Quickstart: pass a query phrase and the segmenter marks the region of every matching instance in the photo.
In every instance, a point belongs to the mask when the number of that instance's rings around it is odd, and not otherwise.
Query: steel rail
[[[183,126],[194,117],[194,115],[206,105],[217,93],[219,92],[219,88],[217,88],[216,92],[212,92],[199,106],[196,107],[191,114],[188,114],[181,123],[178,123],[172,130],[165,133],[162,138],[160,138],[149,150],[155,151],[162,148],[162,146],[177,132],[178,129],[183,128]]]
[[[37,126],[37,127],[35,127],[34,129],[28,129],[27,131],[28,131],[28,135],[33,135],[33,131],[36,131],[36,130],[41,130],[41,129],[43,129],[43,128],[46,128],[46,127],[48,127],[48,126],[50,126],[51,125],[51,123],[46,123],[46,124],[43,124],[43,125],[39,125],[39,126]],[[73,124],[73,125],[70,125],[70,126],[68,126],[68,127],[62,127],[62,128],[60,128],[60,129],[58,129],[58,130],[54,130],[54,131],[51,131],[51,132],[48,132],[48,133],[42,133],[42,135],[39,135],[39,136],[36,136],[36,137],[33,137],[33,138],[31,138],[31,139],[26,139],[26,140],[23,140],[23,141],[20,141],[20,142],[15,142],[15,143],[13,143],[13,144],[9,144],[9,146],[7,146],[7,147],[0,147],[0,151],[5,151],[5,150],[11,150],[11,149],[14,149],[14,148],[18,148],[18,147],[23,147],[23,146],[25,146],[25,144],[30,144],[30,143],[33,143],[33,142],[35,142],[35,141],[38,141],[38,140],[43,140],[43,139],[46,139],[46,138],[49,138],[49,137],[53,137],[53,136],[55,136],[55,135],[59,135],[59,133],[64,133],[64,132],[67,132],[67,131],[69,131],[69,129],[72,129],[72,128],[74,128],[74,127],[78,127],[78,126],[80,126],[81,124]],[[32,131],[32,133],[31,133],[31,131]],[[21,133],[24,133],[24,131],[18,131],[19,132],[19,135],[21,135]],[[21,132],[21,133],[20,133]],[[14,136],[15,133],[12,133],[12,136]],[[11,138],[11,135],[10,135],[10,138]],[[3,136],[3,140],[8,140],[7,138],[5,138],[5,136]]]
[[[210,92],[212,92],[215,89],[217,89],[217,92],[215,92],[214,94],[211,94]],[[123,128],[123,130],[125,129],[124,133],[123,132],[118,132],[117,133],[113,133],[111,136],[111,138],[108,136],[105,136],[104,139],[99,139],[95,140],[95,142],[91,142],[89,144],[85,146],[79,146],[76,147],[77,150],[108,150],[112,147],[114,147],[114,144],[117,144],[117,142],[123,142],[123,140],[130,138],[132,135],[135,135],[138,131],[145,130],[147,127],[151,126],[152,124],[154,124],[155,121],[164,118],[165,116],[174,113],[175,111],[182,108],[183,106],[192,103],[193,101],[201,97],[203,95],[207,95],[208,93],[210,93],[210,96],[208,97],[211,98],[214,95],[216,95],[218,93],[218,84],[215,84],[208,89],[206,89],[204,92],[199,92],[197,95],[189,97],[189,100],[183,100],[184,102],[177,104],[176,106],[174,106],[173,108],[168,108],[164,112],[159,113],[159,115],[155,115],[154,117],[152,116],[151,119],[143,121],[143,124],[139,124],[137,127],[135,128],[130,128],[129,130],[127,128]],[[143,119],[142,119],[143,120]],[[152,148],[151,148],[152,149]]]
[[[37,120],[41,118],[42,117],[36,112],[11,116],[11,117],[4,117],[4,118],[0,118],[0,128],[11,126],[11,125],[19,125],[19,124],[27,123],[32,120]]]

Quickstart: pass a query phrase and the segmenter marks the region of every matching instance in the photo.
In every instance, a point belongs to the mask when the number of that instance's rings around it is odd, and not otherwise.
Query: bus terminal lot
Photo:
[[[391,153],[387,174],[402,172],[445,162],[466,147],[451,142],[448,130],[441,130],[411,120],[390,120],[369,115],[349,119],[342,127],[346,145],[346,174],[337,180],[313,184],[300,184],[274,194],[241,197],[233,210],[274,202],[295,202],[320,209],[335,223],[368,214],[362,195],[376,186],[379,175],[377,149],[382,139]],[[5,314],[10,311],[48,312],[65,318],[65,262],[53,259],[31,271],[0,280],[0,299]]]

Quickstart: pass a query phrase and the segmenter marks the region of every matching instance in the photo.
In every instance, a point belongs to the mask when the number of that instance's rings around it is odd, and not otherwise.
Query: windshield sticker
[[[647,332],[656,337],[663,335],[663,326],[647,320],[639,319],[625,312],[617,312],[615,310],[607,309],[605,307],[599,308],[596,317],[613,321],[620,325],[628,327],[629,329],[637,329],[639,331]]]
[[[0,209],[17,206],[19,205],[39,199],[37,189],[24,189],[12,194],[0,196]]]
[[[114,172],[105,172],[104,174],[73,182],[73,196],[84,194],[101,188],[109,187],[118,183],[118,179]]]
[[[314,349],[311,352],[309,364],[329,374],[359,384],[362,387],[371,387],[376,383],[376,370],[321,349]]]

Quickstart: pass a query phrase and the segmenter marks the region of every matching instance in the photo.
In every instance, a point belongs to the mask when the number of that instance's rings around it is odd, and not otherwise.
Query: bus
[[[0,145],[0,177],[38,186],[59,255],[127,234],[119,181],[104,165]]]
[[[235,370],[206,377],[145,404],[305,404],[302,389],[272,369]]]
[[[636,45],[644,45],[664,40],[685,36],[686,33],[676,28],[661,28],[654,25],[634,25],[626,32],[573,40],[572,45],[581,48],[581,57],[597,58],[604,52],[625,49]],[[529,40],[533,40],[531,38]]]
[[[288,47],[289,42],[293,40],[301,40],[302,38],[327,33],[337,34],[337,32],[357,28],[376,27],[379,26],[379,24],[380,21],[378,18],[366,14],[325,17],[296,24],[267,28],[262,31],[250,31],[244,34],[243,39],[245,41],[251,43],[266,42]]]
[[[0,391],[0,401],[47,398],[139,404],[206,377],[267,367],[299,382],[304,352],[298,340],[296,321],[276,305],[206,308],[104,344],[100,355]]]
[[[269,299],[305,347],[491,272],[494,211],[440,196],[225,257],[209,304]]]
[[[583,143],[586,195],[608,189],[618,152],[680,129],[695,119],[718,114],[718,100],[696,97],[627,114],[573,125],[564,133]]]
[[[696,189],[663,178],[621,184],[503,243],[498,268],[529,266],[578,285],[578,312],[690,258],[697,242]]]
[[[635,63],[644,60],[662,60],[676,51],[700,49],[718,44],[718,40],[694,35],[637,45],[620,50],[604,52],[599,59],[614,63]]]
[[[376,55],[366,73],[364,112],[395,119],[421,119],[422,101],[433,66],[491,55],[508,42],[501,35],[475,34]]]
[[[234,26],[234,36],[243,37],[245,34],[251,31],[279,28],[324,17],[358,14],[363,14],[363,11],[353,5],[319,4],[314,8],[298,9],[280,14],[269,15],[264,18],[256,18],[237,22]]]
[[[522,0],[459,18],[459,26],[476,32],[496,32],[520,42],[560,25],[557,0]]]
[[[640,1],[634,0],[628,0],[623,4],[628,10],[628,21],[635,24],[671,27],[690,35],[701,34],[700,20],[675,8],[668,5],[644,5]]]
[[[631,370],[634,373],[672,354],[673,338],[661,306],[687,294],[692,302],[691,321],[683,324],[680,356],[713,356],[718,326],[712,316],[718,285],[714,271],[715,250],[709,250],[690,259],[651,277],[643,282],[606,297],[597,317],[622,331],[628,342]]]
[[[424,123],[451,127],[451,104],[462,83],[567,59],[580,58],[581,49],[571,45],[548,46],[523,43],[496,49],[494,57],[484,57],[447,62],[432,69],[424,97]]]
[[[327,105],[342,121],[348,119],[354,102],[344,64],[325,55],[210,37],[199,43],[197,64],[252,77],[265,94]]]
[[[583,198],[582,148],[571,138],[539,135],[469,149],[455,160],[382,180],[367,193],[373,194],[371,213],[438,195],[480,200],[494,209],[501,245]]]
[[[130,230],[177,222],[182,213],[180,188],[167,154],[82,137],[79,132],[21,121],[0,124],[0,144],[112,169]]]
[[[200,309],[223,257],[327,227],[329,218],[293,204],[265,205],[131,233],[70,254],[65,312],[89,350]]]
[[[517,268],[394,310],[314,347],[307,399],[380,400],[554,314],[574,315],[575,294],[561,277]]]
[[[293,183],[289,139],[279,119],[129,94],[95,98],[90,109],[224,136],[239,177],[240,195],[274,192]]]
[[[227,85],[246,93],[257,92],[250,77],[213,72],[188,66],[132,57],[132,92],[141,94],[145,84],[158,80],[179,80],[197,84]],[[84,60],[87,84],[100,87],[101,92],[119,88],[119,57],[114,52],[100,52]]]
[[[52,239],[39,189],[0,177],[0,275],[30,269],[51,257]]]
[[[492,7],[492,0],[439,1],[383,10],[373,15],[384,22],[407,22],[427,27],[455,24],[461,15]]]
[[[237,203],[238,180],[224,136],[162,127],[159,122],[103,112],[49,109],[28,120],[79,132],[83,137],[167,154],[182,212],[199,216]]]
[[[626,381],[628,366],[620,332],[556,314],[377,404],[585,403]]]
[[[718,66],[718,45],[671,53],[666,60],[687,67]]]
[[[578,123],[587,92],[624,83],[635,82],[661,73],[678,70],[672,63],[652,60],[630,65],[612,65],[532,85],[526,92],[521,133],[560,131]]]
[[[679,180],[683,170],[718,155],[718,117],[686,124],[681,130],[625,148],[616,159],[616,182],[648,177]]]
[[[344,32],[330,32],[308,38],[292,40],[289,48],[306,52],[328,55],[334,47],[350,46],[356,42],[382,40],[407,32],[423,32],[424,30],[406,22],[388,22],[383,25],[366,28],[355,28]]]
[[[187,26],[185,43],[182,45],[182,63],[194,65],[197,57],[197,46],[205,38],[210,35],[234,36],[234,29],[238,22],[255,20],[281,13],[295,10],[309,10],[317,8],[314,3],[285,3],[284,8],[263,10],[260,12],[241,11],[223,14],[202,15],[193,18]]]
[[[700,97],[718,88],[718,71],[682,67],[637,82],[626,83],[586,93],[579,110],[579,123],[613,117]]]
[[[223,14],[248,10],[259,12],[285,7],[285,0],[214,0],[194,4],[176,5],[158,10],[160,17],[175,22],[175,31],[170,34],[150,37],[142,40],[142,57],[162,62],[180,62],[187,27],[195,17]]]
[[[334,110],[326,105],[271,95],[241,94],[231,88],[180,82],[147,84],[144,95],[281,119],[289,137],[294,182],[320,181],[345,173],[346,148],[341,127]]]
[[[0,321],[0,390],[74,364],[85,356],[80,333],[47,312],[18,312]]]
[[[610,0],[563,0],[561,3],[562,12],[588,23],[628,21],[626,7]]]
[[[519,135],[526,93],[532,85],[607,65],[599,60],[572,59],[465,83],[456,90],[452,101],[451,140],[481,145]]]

• [GIVEN PROBLEM]:
Starting with the first line of the rows and ending with the line that contains "Query: steel rail", inclusive, write the lines out again with "segmenter" switched to "tool" and nothing else changed.

• [CORRECT OUTPUT]:
Quickstart: pass a query phrase and the tool marks the region of every matching instance in the photo.
In every instance, a point belongs to the mask when the number of that instance's rings around it is odd, and not otherwise.
Query: steel rail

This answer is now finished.